_Data records_
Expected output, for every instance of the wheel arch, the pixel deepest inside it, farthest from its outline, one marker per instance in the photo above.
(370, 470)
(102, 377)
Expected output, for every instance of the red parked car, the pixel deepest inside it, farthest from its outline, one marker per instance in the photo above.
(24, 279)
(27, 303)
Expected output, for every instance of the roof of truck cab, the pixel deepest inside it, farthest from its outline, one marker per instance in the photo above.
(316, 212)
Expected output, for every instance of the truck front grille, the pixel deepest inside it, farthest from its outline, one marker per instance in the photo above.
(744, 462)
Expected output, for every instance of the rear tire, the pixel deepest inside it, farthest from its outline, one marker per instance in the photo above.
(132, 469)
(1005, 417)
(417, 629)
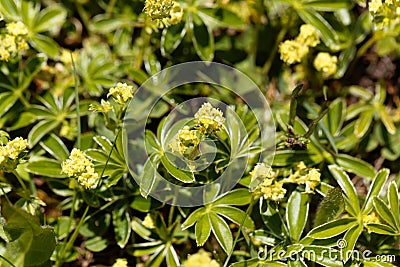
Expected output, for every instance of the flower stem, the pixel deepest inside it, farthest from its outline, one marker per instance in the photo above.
(248, 211)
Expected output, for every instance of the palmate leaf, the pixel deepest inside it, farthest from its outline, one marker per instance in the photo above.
(331, 207)
(26, 238)
(209, 219)
(296, 214)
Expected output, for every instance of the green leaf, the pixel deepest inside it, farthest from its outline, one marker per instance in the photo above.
(202, 38)
(46, 167)
(45, 44)
(7, 100)
(381, 229)
(336, 115)
(26, 238)
(363, 123)
(351, 238)
(326, 5)
(235, 215)
(332, 228)
(23, 120)
(148, 177)
(347, 186)
(331, 207)
(171, 38)
(172, 257)
(202, 230)
(183, 176)
(96, 244)
(40, 130)
(222, 232)
(355, 165)
(296, 214)
(394, 204)
(238, 197)
(193, 218)
(8, 9)
(122, 226)
(328, 34)
(52, 16)
(384, 212)
(55, 146)
(375, 189)
(256, 262)
(316, 253)
(221, 16)
(387, 120)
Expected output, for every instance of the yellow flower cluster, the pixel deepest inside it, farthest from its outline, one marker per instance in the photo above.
(121, 93)
(65, 56)
(13, 41)
(209, 119)
(310, 177)
(186, 140)
(164, 12)
(148, 222)
(200, 259)
(370, 218)
(17, 28)
(386, 14)
(10, 153)
(308, 35)
(80, 167)
(270, 188)
(104, 107)
(120, 263)
(326, 64)
(293, 51)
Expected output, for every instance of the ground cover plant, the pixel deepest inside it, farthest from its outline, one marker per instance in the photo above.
(199, 133)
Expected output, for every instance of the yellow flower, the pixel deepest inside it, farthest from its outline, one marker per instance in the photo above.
(312, 180)
(80, 167)
(209, 119)
(272, 191)
(176, 14)
(17, 28)
(200, 259)
(148, 222)
(65, 56)
(308, 35)
(158, 9)
(121, 93)
(10, 153)
(292, 51)
(4, 54)
(370, 218)
(120, 263)
(185, 139)
(374, 5)
(261, 170)
(104, 107)
(88, 178)
(326, 64)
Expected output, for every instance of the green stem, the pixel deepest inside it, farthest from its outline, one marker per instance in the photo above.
(249, 209)
(73, 237)
(6, 260)
(268, 64)
(5, 195)
(110, 7)
(293, 104)
(20, 180)
(78, 112)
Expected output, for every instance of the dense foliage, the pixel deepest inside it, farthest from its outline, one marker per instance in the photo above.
(100, 163)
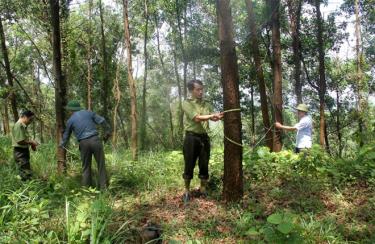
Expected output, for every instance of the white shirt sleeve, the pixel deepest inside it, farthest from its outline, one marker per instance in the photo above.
(305, 122)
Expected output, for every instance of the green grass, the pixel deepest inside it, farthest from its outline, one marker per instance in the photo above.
(330, 203)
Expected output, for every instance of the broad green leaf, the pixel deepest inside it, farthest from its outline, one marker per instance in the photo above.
(285, 227)
(275, 218)
(252, 232)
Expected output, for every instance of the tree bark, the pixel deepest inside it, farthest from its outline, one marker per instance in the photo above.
(277, 76)
(338, 124)
(105, 78)
(179, 88)
(260, 75)
(117, 96)
(322, 78)
(89, 58)
(6, 119)
(233, 176)
(253, 116)
(60, 83)
(361, 104)
(181, 39)
(144, 89)
(8, 72)
(132, 85)
(294, 7)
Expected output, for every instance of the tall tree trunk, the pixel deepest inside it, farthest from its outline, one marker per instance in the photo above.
(361, 101)
(181, 39)
(233, 180)
(164, 74)
(179, 88)
(123, 128)
(8, 72)
(294, 7)
(253, 116)
(338, 129)
(277, 77)
(60, 83)
(322, 77)
(105, 77)
(132, 85)
(89, 58)
(117, 96)
(6, 119)
(260, 75)
(40, 105)
(144, 89)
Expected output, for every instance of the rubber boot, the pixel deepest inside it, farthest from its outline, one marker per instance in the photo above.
(186, 196)
(203, 188)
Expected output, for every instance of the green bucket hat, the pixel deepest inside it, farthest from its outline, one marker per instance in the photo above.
(73, 106)
(302, 107)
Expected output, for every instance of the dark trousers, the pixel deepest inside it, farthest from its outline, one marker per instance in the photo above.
(22, 158)
(89, 147)
(196, 146)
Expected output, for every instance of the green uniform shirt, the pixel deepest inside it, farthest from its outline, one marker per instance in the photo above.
(191, 108)
(19, 133)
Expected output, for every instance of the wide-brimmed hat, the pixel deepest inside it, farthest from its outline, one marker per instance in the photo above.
(73, 106)
(302, 107)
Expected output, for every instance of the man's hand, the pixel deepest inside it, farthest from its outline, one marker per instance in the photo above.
(217, 116)
(34, 145)
(106, 137)
(278, 125)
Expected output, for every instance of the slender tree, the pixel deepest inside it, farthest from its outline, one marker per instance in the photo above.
(361, 101)
(233, 180)
(322, 77)
(144, 89)
(260, 75)
(8, 72)
(89, 58)
(60, 83)
(132, 85)
(277, 76)
(105, 78)
(295, 7)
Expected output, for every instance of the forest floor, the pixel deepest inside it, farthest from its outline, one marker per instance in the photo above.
(278, 205)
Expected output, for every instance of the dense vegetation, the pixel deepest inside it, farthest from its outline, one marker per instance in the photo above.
(288, 198)
(130, 61)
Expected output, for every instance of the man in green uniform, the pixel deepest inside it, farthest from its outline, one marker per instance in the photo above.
(197, 143)
(21, 142)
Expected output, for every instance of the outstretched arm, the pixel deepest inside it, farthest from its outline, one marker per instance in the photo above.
(213, 117)
(66, 135)
(284, 127)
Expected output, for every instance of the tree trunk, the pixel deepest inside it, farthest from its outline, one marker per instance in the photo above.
(181, 39)
(361, 101)
(8, 72)
(123, 128)
(338, 129)
(6, 119)
(295, 7)
(260, 75)
(233, 180)
(253, 116)
(322, 77)
(144, 89)
(117, 96)
(60, 83)
(132, 85)
(277, 77)
(180, 113)
(105, 78)
(89, 58)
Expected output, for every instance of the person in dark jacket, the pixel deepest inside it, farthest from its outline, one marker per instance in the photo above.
(21, 142)
(83, 124)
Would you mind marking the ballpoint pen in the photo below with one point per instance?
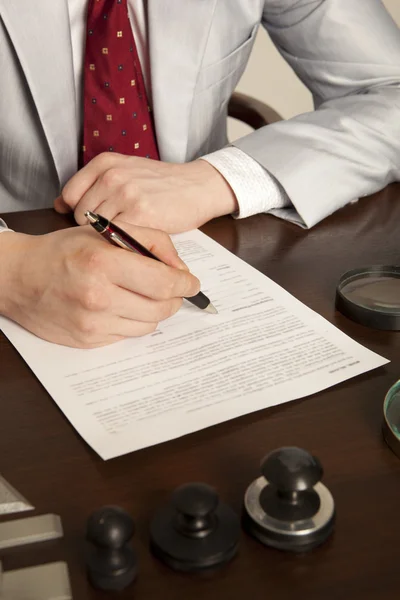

_Task instructions_
For each record above, write it out exactly and omit any picture.

_Finished task_
Expected output, for every instance of the wheel arch, the pixel deepest inside it, farthest from its outline, one marker per instance in the photo above.
(370, 470)
(102, 377)
Expected output, for every instance of the red parked car, the pixel deepest inside it, farthest from its outline, one marker per instance in the photo above.
(24, 279)
(27, 303)
Expected output, for every instance of the roof of truck cab, the pixel deepest inside it, farthest from its outline, one marker per instance in the photo above.
(316, 212)
Expected output, for every instance of the truck front grille, the pixel deepest inside it, farthest from its outline, one marker per instance in the photo above.
(744, 462)
Expected output, for every instance of the rear tire, the pixel deepest inside it, farthest from its outline, one marker per instance in the photo above.
(132, 469)
(1005, 417)
(417, 629)
Expected output, for every instance of the flower stem, the pixel deepest inside it, farthest from its outline, one marker per instance in the photo above.
(248, 211)
Expected output, for every instance of the palmate leaf, the pixel deepest inside it, farthest from its outline, one marker per instance in the photo above.
(331, 207)
(26, 238)
(209, 219)
(296, 214)
Expected output, for every instance of the green leaf, the pixel deepest inside it, farthest from its outline, one marker per instance in the photo above.
(202, 38)
(46, 167)
(45, 44)
(7, 100)
(381, 229)
(336, 115)
(26, 238)
(363, 123)
(351, 238)
(326, 5)
(235, 215)
(332, 228)
(23, 120)
(148, 177)
(347, 186)
(331, 207)
(171, 38)
(172, 257)
(202, 230)
(183, 176)
(96, 244)
(40, 130)
(222, 232)
(355, 165)
(296, 214)
(394, 204)
(238, 197)
(193, 218)
(8, 9)
(122, 226)
(328, 34)
(52, 16)
(384, 212)
(55, 146)
(375, 189)
(256, 262)
(316, 253)
(221, 16)
(387, 120)
Expected output, for every instance of the yellow flower cluster, the pixel deepest inside it, farthest from its outline, one marker per instance in the photo above.
(121, 93)
(65, 56)
(13, 41)
(209, 119)
(310, 177)
(186, 140)
(164, 12)
(148, 222)
(200, 259)
(370, 218)
(17, 28)
(386, 14)
(10, 153)
(308, 35)
(80, 167)
(270, 188)
(104, 107)
(120, 263)
(326, 64)
(293, 51)
Expected output, for every instance of the ground cover plant, the pixel deepest inside it, farthest from its outline, one marker per instance in the photo above.
(199, 133)
Expected output, for every instance of the yellow flower, the pixel deepest inside it, farthest from its outline, one marker per instance in the photo above.
(312, 180)
(80, 167)
(209, 119)
(272, 191)
(176, 14)
(17, 28)
(200, 259)
(148, 222)
(65, 56)
(308, 35)
(158, 9)
(121, 93)
(10, 153)
(292, 51)
(4, 54)
(370, 218)
(120, 263)
(185, 139)
(374, 5)
(261, 170)
(104, 107)
(88, 178)
(326, 64)
Expected output, for every instance of the green stem, the pixel deepest inside it, farthest from its outline, one marker per instance in the photo above.
(249, 209)
(73, 237)
(6, 260)
(268, 64)
(5, 195)
(110, 7)
(293, 104)
(20, 180)
(78, 112)
Expected output, for every instance of the dense foliage, the pixel deepest inside it, farthest from its outline, one marker per instance in the photo above.
(100, 163)
Expected output, for every instance of the white shirt sleeve, the pixel deepest inside it, farthest from its outline, one marker per instance in the photo above.
(305, 122)
Expected output, for every instance of the green grass, the pixel deepest inside it, farthest from its outline, one marker per instance in the photo above.
(330, 203)
Expected output, for every instance of the broad green leaf, the pixel deepest inside it, farthest from its outline, one marker per instance in the photo above.
(285, 227)
(275, 218)
(252, 232)
Expected output, for every instance of the tree bark, the pixel deepest inside it, farthest from its outline, one marker per instance in the photo above.
(277, 76)
(338, 124)
(105, 78)
(179, 88)
(260, 75)
(117, 96)
(322, 78)
(89, 58)
(6, 119)
(233, 176)
(253, 116)
(60, 83)
(361, 104)
(181, 39)
(144, 89)
(8, 72)
(132, 85)
(294, 7)
Expected output, for every instance of the tall tree trunk, the pixel deepest inside it, farthest from its outline, one marker per instance in the photo above.
(361, 101)
(181, 39)
(233, 180)
(164, 74)
(179, 88)
(123, 128)
(8, 72)
(294, 7)
(253, 116)
(338, 129)
(277, 77)
(60, 83)
(322, 77)
(105, 77)
(132, 85)
(89, 58)
(117, 96)
(6, 119)
(260, 75)
(40, 105)
(144, 89)
Expected output, for every instance of the rubber boot, the pixel deepest inside it, farthest from its outline, one marker per instance in the photo above.
(186, 196)
(203, 188)
Expected output, for every instance of the green bucket hat, the pixel deepest inside it, farthest from its outline, one marker per instance in the photo above.
(73, 106)
(302, 107)
Expected output, for every instance of the dark trousers, the pixel deepest inside it, farthest from its outline, one marker per instance in the photo above.
(22, 158)
(89, 147)
(196, 146)
Expected output, for every instance of the green uniform shirt, the pixel deepest inside it, farthest from its outline, one marker per instance in the photo above.
(191, 108)
(19, 133)
Expected output, for every instance of the wide-brimmed hat, the pixel deepest inside it, farthest from its outline, one marker per instance in the photo above.
(73, 106)
(302, 107)
Expected output, for every instance of the man's hand, the pixel deepest inside it, farthest from its outline, one marker per instance in the photo above.
(217, 116)
(34, 145)
(106, 137)
(278, 125)
Expected output, for every instance of the slender tree, the pixel deepest inside it, farthest from its outline, one marker per instance in the photo above.
(361, 101)
(233, 180)
(322, 77)
(144, 89)
(260, 75)
(8, 72)
(89, 58)
(60, 83)
(132, 85)
(277, 76)
(105, 78)
(295, 7)
Expected output, for every instance of the forest floor, the pixel deepest inside it, farthest from its outline, one marker per instance in the photo above.
(278, 205)
Expected output, for every instance of the dense vegetation, the pixel deepest inside it, farthest from its outline, one marker per instance in the photo above.
(288, 198)
(130, 61)
Expected output, for every instance of the man in green uniform, the pixel deepest inside it, farthest from its outline, one marker per instance in the photo above.
(197, 143)
(21, 142)
Expected output, for every instance of the outstretched arm, the pixel deepest inside it, farthest from its outline, one marker per instance in the photo above.
(213, 117)
(66, 135)
(284, 127)
Expected output, for every instance of the tree trunk, the pixel deepest inside it, farthest from its outline, one marker per instance in the photo above.
(181, 39)
(361, 101)
(8, 72)
(123, 128)
(338, 129)
(6, 119)
(295, 7)
(260, 75)
(233, 180)
(253, 116)
(322, 77)
(144, 89)
(117, 96)
(60, 83)
(132, 85)
(277, 77)
(180, 113)
(105, 78)
(89, 58)
Expected output, for every instance of the person in dark jacket, the pixel deepest inside it, farthest from its outline, one marker per instance in the photo above.
(21, 142)
(83, 124)
Would you mind marking the ballpoint pen in the photo below with one point per instance?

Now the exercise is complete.